Please reproduce the lines of the records below, starting at the line that contains "of the arched" and ending at the line that contains "46L120 46L120 42L117", with both of those lines included.

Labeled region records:
********

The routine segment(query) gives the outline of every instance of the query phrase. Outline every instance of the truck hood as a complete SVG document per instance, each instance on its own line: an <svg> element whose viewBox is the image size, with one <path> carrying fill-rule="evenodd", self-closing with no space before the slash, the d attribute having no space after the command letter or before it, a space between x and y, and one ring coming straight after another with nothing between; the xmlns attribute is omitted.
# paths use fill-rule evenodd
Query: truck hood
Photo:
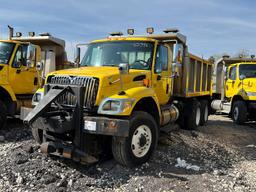
<svg viewBox="0 0 256 192"><path fill-rule="evenodd" d="M80 67L55 71L49 75L89 76L100 80L96 105L102 99L121 91L121 81L118 67ZM143 86L143 79L151 79L150 70L131 69L129 74L122 75L123 90Z"/></svg>

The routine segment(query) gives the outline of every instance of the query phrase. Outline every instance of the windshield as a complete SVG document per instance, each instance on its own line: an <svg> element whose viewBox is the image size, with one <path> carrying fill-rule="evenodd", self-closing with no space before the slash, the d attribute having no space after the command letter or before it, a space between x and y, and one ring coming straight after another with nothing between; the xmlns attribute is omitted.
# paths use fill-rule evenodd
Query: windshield
<svg viewBox="0 0 256 192"><path fill-rule="evenodd" d="M88 46L81 66L119 66L128 63L130 69L151 67L154 44L142 41L92 43Z"/></svg>
<svg viewBox="0 0 256 192"><path fill-rule="evenodd" d="M246 78L256 78L256 64L242 64L239 66L240 76L244 75Z"/></svg>
<svg viewBox="0 0 256 192"><path fill-rule="evenodd" d="M12 55L14 43L0 42L0 63L8 64L9 59Z"/></svg>

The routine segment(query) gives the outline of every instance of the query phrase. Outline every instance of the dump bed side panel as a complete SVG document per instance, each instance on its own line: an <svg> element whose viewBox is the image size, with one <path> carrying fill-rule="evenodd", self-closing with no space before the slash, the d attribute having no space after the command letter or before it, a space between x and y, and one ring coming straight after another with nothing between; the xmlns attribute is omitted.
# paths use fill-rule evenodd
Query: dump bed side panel
<svg viewBox="0 0 256 192"><path fill-rule="evenodd" d="M192 54L187 54L174 80L173 95L176 97L197 97L211 95L212 64Z"/></svg>

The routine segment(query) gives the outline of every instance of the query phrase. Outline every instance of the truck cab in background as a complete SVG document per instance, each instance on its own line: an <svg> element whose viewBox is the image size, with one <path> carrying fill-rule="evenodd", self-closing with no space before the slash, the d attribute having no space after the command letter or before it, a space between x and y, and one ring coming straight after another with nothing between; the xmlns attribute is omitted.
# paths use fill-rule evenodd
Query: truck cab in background
<svg viewBox="0 0 256 192"><path fill-rule="evenodd" d="M224 57L216 62L213 97L217 110L226 111L233 121L243 124L256 120L256 60Z"/></svg>
<svg viewBox="0 0 256 192"><path fill-rule="evenodd" d="M7 116L15 117L24 107L31 107L46 75L65 68L66 60L65 41L34 32L14 36L9 27L9 39L0 40L0 129Z"/></svg>

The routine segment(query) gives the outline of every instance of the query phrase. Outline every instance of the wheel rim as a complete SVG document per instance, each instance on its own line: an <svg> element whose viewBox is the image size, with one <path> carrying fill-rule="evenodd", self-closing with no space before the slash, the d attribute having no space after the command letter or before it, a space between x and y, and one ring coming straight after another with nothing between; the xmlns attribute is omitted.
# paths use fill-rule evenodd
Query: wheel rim
<svg viewBox="0 0 256 192"><path fill-rule="evenodd" d="M237 119L238 119L238 115L239 115L238 107L235 107L235 108L234 108L234 112L233 112L234 120L237 120Z"/></svg>
<svg viewBox="0 0 256 192"><path fill-rule="evenodd" d="M208 120L208 106L205 106L204 109L204 121L206 122Z"/></svg>
<svg viewBox="0 0 256 192"><path fill-rule="evenodd" d="M152 143L152 133L147 125L139 126L133 133L131 149L136 157L143 157L147 154Z"/></svg>
<svg viewBox="0 0 256 192"><path fill-rule="evenodd" d="M200 107L197 107L197 109L196 109L196 125L199 125L199 123L200 123L200 116L201 116L201 110L200 110Z"/></svg>

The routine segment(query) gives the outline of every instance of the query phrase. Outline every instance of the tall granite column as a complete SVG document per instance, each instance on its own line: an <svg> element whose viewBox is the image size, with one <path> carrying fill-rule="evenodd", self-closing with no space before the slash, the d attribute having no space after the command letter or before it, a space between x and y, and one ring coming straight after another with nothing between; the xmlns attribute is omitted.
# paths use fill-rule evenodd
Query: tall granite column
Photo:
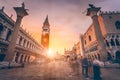
<svg viewBox="0 0 120 80"><path fill-rule="evenodd" d="M97 13L100 11L100 7L95 7L92 4L89 4L90 8L87 9L87 16L90 16L92 21L93 21L93 25L94 25L94 29L95 29L95 35L96 35L96 39L98 41L98 48L100 51L100 55L101 55L101 59L103 61L106 60L107 57L107 51L106 51L106 46L104 43L104 38L100 29L100 24L98 21L98 16Z"/></svg>
<svg viewBox="0 0 120 80"><path fill-rule="evenodd" d="M17 19L14 25L14 31L12 33L11 40L10 40L10 43L6 52L6 57L5 57L5 61L10 61L10 62L12 61L15 55L16 41L18 38L18 32L19 32L21 21L24 16L28 15L26 11L27 9L25 9L24 3L22 3L22 7L14 7L14 10L16 11Z"/></svg>

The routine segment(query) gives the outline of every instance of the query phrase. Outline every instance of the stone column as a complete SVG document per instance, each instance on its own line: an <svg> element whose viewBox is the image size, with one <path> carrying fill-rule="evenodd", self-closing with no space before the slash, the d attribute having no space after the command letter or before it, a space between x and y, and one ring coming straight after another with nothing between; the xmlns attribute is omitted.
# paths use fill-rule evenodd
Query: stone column
<svg viewBox="0 0 120 80"><path fill-rule="evenodd" d="M100 7L95 7L92 4L89 4L89 6L90 8L87 9L87 16L90 16L93 21L95 35L96 35L98 47L99 47L100 54L101 54L101 59L105 61L107 57L107 51L106 51L104 38L101 32L101 28L100 28L100 24L99 24L98 16L97 16L97 13L100 11Z"/></svg>
<svg viewBox="0 0 120 80"><path fill-rule="evenodd" d="M4 31L2 32L1 38L5 40L7 33L8 33L8 28L5 27Z"/></svg>
<svg viewBox="0 0 120 80"><path fill-rule="evenodd" d="M17 53L17 52L15 52L15 54L14 54L14 57L13 57L13 60L12 60L12 62L15 62L16 53Z"/></svg>
<svg viewBox="0 0 120 80"><path fill-rule="evenodd" d="M6 57L5 57L5 61L9 61L9 62L12 61L15 54L16 41L17 41L21 21L24 16L28 15L28 13L26 12L24 3L22 3L22 7L14 7L14 10L16 11L17 19L14 25L14 31L12 33L11 41L8 46Z"/></svg>
<svg viewBox="0 0 120 80"><path fill-rule="evenodd" d="M21 54L19 54L19 57L18 57L18 63L20 63L20 60L21 60Z"/></svg>
<svg viewBox="0 0 120 80"><path fill-rule="evenodd" d="M17 37L16 44L19 44L19 41L20 41L20 36Z"/></svg>

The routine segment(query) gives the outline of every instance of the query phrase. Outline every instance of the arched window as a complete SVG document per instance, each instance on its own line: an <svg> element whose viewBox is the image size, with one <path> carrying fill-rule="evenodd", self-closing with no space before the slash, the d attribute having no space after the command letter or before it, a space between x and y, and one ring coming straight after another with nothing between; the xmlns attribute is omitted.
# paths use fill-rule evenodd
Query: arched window
<svg viewBox="0 0 120 80"><path fill-rule="evenodd" d="M0 36L2 35L2 31L3 31L4 27L3 27L3 24L0 23Z"/></svg>
<svg viewBox="0 0 120 80"><path fill-rule="evenodd" d="M107 47L109 47L109 46L110 46L107 40L106 40L106 45L107 45Z"/></svg>
<svg viewBox="0 0 120 80"><path fill-rule="evenodd" d="M86 44L86 40L85 40L85 44Z"/></svg>
<svg viewBox="0 0 120 80"><path fill-rule="evenodd" d="M20 36L19 45L21 45L21 43L22 43L22 37Z"/></svg>
<svg viewBox="0 0 120 80"><path fill-rule="evenodd" d="M88 36L88 38L89 38L89 41L91 41L91 40L92 40L90 35Z"/></svg>
<svg viewBox="0 0 120 80"><path fill-rule="evenodd" d="M113 39L111 39L111 46L115 46L115 43L114 43L114 41L113 41Z"/></svg>
<svg viewBox="0 0 120 80"><path fill-rule="evenodd" d="M0 23L0 32L3 31L4 27L3 27L3 24Z"/></svg>
<svg viewBox="0 0 120 80"><path fill-rule="evenodd" d="M11 34L12 34L12 31L9 29L8 33L7 33L7 36L6 36L7 41L9 41Z"/></svg>
<svg viewBox="0 0 120 80"><path fill-rule="evenodd" d="M115 26L116 26L116 29L119 29L119 30L120 30L120 21L116 21L116 22L115 22Z"/></svg>
<svg viewBox="0 0 120 80"><path fill-rule="evenodd" d="M117 46L120 46L120 42L117 39L115 39L115 43Z"/></svg>

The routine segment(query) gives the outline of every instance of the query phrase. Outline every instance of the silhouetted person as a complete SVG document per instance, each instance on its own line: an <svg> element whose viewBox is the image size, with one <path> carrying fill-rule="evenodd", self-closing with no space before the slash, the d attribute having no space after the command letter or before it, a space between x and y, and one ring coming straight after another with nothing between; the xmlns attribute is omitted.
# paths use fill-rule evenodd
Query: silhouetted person
<svg viewBox="0 0 120 80"><path fill-rule="evenodd" d="M100 62L98 59L93 60L93 77L94 77L94 80L102 80L101 70L100 70L100 66L102 64L103 63Z"/></svg>
<svg viewBox="0 0 120 80"><path fill-rule="evenodd" d="M85 75L85 77L88 77L88 59L87 58L82 59L82 75Z"/></svg>

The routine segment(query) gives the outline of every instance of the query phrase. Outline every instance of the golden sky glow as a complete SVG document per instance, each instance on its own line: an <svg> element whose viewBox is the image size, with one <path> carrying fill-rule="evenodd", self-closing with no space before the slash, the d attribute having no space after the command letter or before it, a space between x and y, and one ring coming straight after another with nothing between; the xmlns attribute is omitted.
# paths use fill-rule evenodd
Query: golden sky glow
<svg viewBox="0 0 120 80"><path fill-rule="evenodd" d="M102 7L103 11L120 11L120 0L0 0L0 7L16 19L12 7L25 2L29 15L24 17L22 25L37 41L40 41L43 22L46 15L50 23L50 48L63 53L64 48L72 48L91 24L91 19L82 14L88 3Z"/></svg>

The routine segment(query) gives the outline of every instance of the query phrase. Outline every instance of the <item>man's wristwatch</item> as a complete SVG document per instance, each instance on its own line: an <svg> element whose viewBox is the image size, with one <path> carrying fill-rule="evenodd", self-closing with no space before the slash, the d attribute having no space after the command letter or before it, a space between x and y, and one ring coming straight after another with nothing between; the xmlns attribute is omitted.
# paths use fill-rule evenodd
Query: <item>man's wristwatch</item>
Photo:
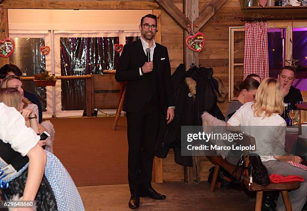
<svg viewBox="0 0 307 211"><path fill-rule="evenodd" d="M36 114L34 114L34 116L33 117L30 117L30 116L28 117L28 118L29 119L37 119L37 116L36 116Z"/></svg>

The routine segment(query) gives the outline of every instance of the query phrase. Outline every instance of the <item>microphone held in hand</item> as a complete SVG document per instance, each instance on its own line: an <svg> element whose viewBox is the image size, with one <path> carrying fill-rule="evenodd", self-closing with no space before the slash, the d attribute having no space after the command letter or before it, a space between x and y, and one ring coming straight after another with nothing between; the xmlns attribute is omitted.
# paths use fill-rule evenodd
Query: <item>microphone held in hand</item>
<svg viewBox="0 0 307 211"><path fill-rule="evenodd" d="M147 62L150 62L150 49L146 48L146 55L147 56Z"/></svg>

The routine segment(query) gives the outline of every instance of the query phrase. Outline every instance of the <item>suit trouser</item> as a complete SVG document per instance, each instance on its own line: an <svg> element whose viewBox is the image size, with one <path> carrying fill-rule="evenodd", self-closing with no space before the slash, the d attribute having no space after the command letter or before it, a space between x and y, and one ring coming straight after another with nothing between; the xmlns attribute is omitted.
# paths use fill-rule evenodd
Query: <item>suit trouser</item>
<svg viewBox="0 0 307 211"><path fill-rule="evenodd" d="M160 110L151 100L139 112L127 112L128 179L131 194L151 187L152 162L160 122Z"/></svg>
<svg viewBox="0 0 307 211"><path fill-rule="evenodd" d="M307 171L293 166L286 162L269 160L263 162L263 164L267 169L269 175L277 174L283 176L293 175L300 176L304 178L305 181L300 183L299 188L289 192L292 210L300 211L306 201L307 196ZM279 194L276 209L278 211L285 210L281 193Z"/></svg>

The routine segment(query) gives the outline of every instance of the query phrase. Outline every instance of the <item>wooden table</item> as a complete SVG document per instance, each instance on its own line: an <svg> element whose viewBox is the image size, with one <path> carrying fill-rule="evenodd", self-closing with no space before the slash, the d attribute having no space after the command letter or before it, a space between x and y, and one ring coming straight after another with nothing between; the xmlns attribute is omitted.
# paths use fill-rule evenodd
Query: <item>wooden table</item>
<svg viewBox="0 0 307 211"><path fill-rule="evenodd" d="M103 71L104 73L110 73L115 74L116 73L116 70L104 70ZM116 129L116 127L117 126L117 123L118 122L118 119L119 119L119 116L120 116L120 113L121 112L121 110L122 110L122 106L123 105L123 101L125 99L125 94L126 94L126 87L127 86L127 82L120 82L120 94L119 96L119 101L118 102L118 105L117 106L117 108L116 109L116 114L115 114L115 119L114 121L114 123L113 124L113 127L112 129L113 130L115 130Z"/></svg>
<svg viewBox="0 0 307 211"><path fill-rule="evenodd" d="M299 121L298 122L298 134L301 135L301 124L307 122L307 103L295 104L297 109L299 110Z"/></svg>

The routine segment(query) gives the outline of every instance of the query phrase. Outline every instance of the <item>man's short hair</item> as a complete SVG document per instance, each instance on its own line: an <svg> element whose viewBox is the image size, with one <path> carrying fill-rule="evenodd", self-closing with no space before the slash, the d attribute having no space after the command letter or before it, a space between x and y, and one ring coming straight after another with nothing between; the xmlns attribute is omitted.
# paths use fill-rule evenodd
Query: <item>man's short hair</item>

********

OUTPUT FOR THIS EXERCISE:
The routine segment(query) gives the outline of every instance of the query phrase. Outline every instance of the arched window as a complete SVG document per instance, each instance on its own line: an <svg> element whose viewBox is the image size, with one <path> carrying fill-rule="evenodd", self-closing with no space before the slash, the d attribute having no space after the command letter or before it, a space between x and y, and one ring coming straight after another with nothing between; the xmlns attribute is omitted.
# paths use fill-rule evenodd
Query: arched window
<svg viewBox="0 0 120 80"><path fill-rule="evenodd" d="M0 36L2 35L2 31L3 31L4 27L3 27L3 24L0 23Z"/></svg>
<svg viewBox="0 0 120 80"><path fill-rule="evenodd" d="M107 47L109 47L109 46L110 46L107 40L106 40L106 45L107 45Z"/></svg>
<svg viewBox="0 0 120 80"><path fill-rule="evenodd" d="M86 44L86 40L85 40L85 44Z"/></svg>
<svg viewBox="0 0 120 80"><path fill-rule="evenodd" d="M20 36L19 45L21 45L21 43L22 43L22 37Z"/></svg>
<svg viewBox="0 0 120 80"><path fill-rule="evenodd" d="M88 36L88 38L89 38L89 41L91 41L91 40L92 40L90 35Z"/></svg>
<svg viewBox="0 0 120 80"><path fill-rule="evenodd" d="M113 39L111 39L111 46L115 46L115 43L114 43L114 41L113 41Z"/></svg>
<svg viewBox="0 0 120 80"><path fill-rule="evenodd" d="M0 23L0 32L3 31L4 27L3 27L3 24Z"/></svg>
<svg viewBox="0 0 120 80"><path fill-rule="evenodd" d="M11 34L12 34L12 31L9 29L8 33L7 33L7 36L6 36L7 41L9 41Z"/></svg>
<svg viewBox="0 0 120 80"><path fill-rule="evenodd" d="M115 26L116 26L116 29L119 29L119 30L120 30L120 21L116 21L116 22L115 22Z"/></svg>
<svg viewBox="0 0 120 80"><path fill-rule="evenodd" d="M117 46L120 46L120 42L117 39L115 39L115 43Z"/></svg>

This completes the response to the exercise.